TASK OBJECTIVE: Which lines in the entries below contain the string "orange"? Pick out each such line and copy it.

Stored items:
★ ★ ★ ★ ★
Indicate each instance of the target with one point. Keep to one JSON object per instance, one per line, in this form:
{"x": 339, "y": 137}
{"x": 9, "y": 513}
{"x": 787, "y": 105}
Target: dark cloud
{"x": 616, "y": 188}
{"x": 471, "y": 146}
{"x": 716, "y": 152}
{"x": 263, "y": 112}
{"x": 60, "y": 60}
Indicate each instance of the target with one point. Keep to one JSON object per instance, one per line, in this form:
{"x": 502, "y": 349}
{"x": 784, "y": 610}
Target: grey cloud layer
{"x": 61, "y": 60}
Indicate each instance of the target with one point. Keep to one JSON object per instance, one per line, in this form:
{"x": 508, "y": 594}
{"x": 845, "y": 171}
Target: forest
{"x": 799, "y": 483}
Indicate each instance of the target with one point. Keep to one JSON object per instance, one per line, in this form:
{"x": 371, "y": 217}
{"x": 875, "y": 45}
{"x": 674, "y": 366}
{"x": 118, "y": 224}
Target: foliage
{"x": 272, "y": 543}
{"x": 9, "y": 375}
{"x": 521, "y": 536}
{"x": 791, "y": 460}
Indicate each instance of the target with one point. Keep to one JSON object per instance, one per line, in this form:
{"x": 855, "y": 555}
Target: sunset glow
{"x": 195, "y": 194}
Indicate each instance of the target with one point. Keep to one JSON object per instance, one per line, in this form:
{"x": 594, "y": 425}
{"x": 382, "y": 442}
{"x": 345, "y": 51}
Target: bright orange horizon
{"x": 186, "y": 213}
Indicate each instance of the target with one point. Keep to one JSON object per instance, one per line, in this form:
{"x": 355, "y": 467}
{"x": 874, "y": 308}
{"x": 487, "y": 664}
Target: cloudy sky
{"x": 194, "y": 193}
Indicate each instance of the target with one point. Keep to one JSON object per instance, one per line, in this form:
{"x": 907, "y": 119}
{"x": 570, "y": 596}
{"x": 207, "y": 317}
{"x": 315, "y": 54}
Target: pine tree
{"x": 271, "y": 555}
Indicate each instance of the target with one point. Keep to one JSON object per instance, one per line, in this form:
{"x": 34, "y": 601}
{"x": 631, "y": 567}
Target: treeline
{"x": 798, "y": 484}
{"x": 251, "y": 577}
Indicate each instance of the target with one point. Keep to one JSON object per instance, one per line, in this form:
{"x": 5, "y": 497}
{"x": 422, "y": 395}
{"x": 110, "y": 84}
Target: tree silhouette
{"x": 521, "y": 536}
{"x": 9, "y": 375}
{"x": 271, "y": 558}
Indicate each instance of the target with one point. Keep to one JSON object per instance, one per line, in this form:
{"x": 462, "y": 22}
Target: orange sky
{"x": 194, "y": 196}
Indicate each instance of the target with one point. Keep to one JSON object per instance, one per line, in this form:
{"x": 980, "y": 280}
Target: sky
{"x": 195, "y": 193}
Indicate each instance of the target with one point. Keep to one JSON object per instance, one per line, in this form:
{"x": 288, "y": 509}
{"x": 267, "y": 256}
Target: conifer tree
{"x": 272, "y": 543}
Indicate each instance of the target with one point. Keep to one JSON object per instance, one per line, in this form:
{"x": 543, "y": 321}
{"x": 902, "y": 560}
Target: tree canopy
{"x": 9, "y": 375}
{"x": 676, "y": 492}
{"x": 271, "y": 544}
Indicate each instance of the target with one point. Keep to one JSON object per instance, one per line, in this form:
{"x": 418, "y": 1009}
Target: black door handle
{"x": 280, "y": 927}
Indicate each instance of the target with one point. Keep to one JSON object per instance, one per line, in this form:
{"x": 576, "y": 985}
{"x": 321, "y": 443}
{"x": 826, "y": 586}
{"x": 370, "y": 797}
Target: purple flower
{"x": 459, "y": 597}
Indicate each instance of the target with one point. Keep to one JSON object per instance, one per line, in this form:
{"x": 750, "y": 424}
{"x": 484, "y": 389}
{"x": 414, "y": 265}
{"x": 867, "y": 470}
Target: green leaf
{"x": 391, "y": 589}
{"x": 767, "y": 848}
★ ★ ★ ★ ★
THE RESPONSE:
Target: bright orange horizon
Target: orange sky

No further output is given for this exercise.